Data records Block Start

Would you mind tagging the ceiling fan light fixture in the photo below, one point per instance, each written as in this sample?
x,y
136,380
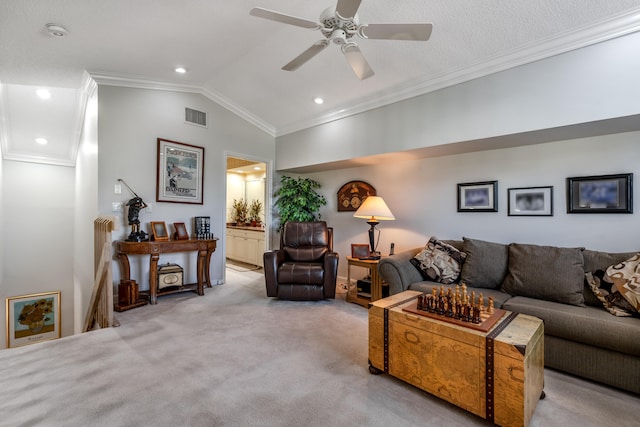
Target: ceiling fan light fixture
x,y
56,30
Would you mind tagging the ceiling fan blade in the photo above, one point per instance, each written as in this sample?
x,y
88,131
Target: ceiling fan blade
x,y
281,17
301,59
358,62
347,8
397,31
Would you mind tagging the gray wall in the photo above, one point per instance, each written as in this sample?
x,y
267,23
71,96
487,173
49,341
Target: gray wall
x,y
130,121
553,99
422,196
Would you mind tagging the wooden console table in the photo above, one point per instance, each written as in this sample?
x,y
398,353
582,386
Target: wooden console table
x,y
205,249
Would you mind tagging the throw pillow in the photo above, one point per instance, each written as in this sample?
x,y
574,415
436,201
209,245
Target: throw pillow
x,y
439,261
625,277
545,272
485,265
594,283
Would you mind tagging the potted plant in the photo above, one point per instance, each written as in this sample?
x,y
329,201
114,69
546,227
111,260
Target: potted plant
x,y
255,211
298,200
240,210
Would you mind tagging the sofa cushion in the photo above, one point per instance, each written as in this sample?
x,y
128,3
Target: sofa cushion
x,y
625,277
439,261
485,265
587,325
545,272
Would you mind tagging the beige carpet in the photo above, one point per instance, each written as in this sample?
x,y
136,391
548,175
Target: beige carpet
x,y
237,358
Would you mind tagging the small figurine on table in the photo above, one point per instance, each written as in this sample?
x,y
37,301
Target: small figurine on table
x,y
135,205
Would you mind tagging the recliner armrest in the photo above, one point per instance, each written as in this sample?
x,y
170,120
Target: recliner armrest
x,y
272,260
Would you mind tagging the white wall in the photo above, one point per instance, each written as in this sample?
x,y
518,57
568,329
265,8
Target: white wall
x,y
37,239
86,211
130,121
422,196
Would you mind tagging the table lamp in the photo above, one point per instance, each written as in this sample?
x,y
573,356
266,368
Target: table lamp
x,y
374,209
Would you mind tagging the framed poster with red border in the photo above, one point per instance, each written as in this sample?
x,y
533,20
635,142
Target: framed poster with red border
x,y
352,194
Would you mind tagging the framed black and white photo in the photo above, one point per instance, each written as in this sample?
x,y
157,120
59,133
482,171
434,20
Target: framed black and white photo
x,y
478,197
600,194
180,171
530,201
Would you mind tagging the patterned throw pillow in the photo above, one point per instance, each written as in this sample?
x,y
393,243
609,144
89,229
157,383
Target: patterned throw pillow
x,y
439,262
625,277
603,295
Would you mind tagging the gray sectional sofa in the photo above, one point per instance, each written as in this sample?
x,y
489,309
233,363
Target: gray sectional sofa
x,y
581,336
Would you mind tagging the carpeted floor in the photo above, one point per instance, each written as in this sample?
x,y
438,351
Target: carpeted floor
x,y
237,358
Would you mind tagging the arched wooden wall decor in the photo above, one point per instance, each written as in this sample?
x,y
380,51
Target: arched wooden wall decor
x,y
352,194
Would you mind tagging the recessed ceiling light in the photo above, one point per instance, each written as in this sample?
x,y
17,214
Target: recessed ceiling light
x,y
56,30
43,93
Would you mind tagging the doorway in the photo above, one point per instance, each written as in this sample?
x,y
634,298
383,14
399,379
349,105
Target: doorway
x,y
247,216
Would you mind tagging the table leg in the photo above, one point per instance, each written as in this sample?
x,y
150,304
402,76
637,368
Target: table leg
x,y
376,283
202,256
124,263
153,278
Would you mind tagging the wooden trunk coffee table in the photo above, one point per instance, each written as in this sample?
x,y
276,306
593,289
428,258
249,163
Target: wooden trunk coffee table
x,y
497,375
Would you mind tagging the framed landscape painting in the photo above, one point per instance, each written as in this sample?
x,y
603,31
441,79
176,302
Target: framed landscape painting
x,y
600,194
531,201
180,172
478,197
33,318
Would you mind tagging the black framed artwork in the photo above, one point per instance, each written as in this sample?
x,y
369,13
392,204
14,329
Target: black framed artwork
x,y
600,194
478,196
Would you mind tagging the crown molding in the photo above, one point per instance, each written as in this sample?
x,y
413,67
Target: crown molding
x,y
141,83
607,29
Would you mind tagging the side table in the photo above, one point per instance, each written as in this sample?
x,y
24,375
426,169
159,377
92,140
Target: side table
x,y
376,281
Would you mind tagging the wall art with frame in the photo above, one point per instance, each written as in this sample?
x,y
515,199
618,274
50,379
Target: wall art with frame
x,y
478,196
530,201
180,172
33,318
600,194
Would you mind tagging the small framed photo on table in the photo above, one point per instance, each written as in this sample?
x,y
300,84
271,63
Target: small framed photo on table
x,y
478,197
600,194
530,201
359,250
159,230
33,318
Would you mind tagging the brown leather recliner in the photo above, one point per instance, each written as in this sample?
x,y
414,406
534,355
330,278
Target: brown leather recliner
x,y
305,267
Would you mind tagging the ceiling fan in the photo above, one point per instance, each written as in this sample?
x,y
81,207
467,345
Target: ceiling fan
x,y
338,25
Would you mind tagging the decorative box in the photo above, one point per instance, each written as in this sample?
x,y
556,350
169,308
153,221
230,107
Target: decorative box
x,y
169,275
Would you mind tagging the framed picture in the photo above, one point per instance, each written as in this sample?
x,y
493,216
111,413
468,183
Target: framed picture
x,y
530,201
600,194
359,250
352,194
181,231
159,230
180,172
33,318
478,197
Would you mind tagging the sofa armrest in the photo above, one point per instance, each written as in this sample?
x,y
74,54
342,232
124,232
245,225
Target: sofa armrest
x,y
398,271
271,261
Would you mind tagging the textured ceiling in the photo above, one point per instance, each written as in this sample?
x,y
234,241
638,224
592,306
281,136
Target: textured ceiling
x,y
235,59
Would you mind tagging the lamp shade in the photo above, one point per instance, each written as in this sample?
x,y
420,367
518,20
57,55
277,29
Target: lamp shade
x,y
374,209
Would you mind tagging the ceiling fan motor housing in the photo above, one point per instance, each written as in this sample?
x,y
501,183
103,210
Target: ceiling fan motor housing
x,y
335,28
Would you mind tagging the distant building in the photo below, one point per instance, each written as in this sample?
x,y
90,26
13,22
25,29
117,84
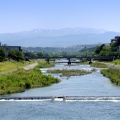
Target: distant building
x,y
8,48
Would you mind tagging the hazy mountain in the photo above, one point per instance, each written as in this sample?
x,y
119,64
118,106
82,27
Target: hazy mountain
x,y
58,38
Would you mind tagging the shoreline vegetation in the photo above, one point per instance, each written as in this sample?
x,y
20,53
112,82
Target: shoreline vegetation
x,y
99,65
71,72
20,80
112,72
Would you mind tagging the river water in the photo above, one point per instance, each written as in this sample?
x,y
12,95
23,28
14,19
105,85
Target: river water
x,y
94,84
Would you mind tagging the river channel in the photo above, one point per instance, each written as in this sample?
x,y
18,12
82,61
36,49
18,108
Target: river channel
x,y
94,84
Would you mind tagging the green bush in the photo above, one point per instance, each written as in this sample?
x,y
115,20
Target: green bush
x,y
113,74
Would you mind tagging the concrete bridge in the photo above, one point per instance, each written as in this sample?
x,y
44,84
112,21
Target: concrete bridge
x,y
90,58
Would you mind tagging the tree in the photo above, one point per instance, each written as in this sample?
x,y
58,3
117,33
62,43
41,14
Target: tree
x,y
2,54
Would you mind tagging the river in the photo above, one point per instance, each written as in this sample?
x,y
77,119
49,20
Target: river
x,y
94,84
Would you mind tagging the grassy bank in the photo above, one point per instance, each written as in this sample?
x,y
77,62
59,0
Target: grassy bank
x,y
12,65
68,73
21,79
116,62
113,74
44,64
99,65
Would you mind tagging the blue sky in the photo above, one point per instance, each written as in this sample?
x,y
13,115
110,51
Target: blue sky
x,y
22,15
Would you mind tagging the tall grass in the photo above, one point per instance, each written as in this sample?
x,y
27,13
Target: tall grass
x,y
21,80
113,74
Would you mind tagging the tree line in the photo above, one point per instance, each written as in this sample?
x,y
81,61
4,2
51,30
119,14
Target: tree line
x,y
111,50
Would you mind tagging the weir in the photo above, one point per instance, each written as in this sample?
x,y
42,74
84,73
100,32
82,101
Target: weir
x,y
63,98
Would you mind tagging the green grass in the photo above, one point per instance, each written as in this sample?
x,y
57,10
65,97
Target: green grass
x,y
117,61
113,75
44,64
12,65
21,79
99,65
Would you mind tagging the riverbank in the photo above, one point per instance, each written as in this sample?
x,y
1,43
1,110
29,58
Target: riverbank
x,y
113,71
112,74
9,66
21,79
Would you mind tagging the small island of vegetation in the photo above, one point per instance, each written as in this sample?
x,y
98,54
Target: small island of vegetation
x,y
71,72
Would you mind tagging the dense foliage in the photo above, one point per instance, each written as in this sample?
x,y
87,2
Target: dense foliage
x,y
2,54
113,74
99,65
109,50
16,55
21,80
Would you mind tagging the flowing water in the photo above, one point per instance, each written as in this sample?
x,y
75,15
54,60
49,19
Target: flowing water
x,y
92,85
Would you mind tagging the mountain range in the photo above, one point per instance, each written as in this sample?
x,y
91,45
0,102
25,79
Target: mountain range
x,y
58,37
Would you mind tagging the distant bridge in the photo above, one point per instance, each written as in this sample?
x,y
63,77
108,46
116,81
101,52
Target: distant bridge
x,y
108,58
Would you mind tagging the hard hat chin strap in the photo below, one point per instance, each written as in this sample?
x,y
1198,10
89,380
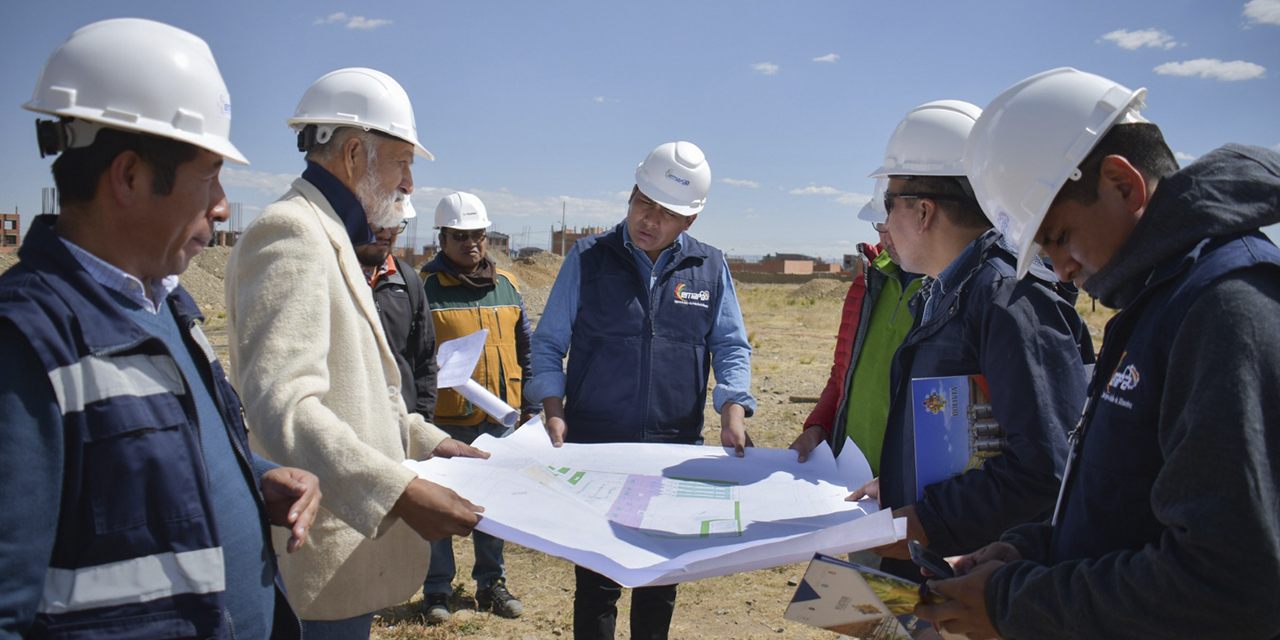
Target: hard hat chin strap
x,y
314,135
63,133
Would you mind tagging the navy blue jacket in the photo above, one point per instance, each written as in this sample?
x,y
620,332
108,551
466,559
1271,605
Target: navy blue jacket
x,y
1169,525
133,492
1027,339
638,361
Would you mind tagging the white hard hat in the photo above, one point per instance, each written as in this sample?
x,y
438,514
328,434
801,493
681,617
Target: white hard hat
x,y
461,210
1032,138
873,211
138,76
357,97
676,176
929,140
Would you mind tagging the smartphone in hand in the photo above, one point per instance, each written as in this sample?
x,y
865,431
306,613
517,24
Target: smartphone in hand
x,y
923,557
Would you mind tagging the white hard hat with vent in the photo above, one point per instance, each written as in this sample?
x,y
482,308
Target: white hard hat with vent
x,y
1032,138
676,176
357,97
873,211
929,140
138,76
461,210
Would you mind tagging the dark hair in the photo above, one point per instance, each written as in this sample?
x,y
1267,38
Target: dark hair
x,y
1142,144
963,210
76,172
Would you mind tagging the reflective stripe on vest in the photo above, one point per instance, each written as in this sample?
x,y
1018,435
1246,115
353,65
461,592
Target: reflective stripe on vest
x,y
95,379
133,581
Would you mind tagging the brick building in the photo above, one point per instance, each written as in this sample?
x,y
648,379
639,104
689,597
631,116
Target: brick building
x,y
10,236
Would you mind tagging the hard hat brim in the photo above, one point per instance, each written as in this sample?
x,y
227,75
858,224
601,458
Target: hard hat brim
x,y
657,196
150,127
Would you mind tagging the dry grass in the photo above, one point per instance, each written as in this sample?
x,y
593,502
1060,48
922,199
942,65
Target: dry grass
x,y
792,332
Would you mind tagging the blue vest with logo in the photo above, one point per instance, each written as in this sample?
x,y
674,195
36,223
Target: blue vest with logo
x,y
1106,499
136,552
638,361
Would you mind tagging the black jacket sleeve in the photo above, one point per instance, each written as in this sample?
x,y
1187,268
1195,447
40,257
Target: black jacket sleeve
x,y
1216,568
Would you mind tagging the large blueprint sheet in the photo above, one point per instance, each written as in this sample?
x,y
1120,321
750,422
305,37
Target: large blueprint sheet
x,y
663,513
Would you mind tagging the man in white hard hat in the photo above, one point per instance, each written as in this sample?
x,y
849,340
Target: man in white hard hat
x,y
1168,520
467,292
132,503
318,375
874,320
403,312
977,325
644,311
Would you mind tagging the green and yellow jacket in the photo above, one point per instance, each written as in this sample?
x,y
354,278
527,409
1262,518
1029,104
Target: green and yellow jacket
x,y
461,306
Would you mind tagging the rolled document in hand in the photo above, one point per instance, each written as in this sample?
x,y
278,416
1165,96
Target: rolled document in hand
x,y
457,360
488,402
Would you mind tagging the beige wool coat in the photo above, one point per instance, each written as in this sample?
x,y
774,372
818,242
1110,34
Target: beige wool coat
x,y
321,392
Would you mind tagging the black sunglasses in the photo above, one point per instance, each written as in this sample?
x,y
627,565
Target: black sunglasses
x,y
890,196
476,236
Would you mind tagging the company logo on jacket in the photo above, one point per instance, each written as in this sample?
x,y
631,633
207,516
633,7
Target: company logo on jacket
x,y
688,296
1123,379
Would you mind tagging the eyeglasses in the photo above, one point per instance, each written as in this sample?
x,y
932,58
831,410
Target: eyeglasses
x,y
398,228
476,236
890,196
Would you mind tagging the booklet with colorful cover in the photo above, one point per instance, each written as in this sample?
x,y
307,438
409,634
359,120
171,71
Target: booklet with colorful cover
x,y
955,428
858,602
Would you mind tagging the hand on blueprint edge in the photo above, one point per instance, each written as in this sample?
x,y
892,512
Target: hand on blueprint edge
x,y
809,439
435,511
556,428
451,448
734,429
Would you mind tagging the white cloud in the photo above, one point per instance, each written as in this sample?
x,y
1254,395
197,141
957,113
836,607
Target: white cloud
x,y
1214,68
1262,12
813,190
270,184
766,68
1132,40
850,199
842,197
353,22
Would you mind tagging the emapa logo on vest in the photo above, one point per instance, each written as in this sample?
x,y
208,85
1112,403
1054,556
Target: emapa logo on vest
x,y
686,296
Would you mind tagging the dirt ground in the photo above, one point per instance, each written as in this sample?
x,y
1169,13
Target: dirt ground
x,y
791,329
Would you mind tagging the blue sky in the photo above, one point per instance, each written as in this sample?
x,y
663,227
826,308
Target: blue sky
x,y
539,105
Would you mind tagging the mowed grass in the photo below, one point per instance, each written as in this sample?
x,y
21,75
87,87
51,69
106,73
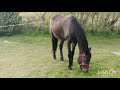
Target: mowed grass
x,y
31,57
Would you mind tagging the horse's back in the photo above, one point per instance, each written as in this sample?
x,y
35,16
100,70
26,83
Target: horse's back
x,y
61,26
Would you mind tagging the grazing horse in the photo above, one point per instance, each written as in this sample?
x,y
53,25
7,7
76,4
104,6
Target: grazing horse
x,y
68,28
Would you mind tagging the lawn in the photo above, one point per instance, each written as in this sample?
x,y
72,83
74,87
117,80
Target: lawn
x,y
31,57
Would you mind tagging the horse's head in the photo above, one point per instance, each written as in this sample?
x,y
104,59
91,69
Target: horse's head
x,y
84,60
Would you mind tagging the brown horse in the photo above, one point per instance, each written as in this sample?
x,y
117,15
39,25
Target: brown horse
x,y
68,28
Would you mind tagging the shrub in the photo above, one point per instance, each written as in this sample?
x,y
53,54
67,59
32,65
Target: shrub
x,y
7,19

Data records Block End

→ Problem requirements:
Return a copy of each line in the records above that has "below" in it.

→ Response:
Would you mind tagging the ceiling fan light fixture in the photo below, one point per instance, each written as in this sample?
Would you mind tagging the distant building in the photo below, one point per instance, each written as in this sample?
Would you mind tagging the hard hat chin strap in the photo below, one point per instance, each written as in this sample?
Would you mind tagging the mowed grass in the photo below, one point per instance, each written as in this sample?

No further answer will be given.